* [PROBLEM TO WORK ON]:
Where the word "tree" occurs in a line of the listing, please copy the line.

[Start of Attachment]

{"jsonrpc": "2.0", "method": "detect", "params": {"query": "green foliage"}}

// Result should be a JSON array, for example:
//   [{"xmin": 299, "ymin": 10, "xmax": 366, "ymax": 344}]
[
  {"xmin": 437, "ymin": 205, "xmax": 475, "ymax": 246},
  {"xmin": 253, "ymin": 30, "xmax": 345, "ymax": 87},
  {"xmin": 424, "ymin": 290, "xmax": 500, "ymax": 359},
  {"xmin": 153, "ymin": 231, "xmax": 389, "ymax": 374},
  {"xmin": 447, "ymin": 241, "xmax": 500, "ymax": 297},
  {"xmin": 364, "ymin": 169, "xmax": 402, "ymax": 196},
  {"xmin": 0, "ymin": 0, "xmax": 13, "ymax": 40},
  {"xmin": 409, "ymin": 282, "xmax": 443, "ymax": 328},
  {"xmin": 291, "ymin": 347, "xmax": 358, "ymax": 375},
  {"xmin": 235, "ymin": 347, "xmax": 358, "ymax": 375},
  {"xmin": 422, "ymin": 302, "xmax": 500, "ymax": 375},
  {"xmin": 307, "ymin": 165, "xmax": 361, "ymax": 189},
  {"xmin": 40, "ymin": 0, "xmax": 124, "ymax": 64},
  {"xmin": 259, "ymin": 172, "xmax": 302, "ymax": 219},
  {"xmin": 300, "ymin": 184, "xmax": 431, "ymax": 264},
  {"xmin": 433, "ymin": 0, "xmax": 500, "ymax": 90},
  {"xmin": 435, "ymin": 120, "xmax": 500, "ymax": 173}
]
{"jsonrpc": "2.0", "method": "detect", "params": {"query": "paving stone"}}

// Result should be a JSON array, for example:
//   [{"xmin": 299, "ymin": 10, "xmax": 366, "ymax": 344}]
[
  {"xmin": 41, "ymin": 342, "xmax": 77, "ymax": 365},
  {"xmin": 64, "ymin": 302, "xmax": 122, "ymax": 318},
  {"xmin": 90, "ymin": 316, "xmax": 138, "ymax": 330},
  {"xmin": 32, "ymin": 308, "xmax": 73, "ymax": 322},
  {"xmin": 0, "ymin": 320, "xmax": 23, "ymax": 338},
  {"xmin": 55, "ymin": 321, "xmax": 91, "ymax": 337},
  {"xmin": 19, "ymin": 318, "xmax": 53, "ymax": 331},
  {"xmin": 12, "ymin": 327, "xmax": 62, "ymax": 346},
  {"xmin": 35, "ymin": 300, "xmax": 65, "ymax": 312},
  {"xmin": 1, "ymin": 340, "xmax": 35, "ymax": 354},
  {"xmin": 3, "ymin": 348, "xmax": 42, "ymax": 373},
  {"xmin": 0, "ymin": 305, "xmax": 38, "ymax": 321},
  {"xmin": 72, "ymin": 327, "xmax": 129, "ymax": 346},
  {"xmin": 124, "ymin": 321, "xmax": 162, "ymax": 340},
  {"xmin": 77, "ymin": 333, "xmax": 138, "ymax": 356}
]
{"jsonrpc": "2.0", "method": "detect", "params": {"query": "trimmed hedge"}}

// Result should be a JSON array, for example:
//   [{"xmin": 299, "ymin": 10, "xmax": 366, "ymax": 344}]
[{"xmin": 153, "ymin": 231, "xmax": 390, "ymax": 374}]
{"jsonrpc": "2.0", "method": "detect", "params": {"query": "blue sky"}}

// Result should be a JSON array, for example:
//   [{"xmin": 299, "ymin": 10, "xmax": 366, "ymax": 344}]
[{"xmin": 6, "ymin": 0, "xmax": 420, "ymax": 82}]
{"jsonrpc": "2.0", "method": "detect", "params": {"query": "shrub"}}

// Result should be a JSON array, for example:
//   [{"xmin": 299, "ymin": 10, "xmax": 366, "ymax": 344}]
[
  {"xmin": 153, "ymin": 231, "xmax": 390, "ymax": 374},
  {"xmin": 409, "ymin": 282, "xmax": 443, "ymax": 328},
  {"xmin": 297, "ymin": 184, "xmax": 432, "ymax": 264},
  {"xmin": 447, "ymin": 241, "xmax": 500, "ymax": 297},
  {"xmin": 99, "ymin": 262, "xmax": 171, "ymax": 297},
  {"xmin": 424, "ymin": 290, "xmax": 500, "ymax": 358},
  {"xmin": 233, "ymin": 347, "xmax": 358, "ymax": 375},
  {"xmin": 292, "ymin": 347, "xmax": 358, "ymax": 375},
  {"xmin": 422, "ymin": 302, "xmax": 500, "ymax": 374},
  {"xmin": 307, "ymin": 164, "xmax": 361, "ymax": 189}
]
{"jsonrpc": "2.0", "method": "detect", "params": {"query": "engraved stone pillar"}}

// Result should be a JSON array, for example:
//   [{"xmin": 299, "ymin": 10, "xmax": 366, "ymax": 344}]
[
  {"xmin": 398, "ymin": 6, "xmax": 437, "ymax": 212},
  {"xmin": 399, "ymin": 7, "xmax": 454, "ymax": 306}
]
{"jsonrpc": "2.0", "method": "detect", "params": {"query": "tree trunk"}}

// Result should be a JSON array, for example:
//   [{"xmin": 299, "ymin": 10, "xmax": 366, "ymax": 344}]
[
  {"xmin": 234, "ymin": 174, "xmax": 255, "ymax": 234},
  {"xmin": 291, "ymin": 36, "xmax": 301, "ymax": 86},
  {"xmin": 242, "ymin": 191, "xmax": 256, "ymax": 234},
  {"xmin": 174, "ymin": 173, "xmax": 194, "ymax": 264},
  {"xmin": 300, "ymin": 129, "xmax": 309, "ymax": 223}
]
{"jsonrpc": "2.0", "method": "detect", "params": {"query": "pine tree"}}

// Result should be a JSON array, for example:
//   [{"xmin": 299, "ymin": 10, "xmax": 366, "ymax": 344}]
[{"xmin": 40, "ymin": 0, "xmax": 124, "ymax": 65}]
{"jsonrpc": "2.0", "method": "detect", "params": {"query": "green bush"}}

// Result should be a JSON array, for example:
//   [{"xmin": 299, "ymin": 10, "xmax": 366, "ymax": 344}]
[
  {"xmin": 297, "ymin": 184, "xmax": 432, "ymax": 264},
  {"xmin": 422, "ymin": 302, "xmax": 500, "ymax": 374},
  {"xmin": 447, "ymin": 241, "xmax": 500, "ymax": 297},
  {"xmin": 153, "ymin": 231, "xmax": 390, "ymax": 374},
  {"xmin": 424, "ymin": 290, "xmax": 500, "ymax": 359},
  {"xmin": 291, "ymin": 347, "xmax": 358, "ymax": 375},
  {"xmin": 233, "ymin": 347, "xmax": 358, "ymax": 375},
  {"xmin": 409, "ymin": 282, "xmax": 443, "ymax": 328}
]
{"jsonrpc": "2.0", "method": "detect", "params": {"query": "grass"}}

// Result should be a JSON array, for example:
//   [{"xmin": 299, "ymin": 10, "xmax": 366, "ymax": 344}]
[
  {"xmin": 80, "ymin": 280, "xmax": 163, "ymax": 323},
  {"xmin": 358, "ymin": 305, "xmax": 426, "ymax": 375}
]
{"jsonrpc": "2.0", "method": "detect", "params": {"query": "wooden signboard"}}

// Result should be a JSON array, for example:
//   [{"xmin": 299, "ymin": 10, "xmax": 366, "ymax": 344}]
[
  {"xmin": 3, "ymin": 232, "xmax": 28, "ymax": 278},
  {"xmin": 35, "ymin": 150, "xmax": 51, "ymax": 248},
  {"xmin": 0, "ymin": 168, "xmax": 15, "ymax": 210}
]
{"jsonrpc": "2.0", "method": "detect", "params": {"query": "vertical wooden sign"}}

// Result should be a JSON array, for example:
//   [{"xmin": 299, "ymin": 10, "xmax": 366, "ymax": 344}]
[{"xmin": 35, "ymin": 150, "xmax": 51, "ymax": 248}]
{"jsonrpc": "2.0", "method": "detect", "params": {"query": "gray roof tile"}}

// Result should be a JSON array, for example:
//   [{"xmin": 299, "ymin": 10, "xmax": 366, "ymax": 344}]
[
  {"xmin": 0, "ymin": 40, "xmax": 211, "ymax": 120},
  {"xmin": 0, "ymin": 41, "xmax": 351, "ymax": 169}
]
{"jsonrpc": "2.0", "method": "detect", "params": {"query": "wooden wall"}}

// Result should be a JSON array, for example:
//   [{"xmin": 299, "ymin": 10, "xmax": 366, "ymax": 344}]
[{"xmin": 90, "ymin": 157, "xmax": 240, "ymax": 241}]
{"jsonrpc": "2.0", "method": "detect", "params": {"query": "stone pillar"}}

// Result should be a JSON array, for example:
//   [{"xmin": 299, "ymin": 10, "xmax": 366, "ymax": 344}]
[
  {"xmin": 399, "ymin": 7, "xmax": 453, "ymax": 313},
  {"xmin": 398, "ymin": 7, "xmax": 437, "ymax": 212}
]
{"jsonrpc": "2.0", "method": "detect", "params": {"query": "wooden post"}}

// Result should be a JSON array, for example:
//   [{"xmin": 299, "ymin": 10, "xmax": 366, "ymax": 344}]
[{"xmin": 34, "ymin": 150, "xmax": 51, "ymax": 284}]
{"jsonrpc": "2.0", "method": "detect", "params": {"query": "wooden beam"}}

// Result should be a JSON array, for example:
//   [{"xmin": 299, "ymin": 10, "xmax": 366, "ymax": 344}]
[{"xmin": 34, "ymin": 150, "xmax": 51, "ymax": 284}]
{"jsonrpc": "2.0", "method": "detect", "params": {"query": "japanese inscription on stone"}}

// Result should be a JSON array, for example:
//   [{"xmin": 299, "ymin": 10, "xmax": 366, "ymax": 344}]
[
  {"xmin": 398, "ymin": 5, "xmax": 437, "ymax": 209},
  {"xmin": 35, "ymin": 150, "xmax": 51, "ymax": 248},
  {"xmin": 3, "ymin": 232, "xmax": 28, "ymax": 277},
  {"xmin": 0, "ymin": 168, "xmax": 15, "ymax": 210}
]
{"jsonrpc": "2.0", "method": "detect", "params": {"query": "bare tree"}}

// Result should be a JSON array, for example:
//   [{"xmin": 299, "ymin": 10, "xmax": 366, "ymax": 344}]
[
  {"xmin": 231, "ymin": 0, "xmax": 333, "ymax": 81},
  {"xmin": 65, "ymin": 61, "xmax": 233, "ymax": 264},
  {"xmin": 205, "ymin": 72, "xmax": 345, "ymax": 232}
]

[End of Attachment]

* [SOLUTION]:
{"jsonrpc": "2.0", "method": "detect", "params": {"query": "tree trunk"}}
{"jsonrpc": "2.0", "method": "detect", "params": {"query": "pine tree"}}
{"jsonrpc": "2.0", "method": "detect", "params": {"query": "bare tree"}}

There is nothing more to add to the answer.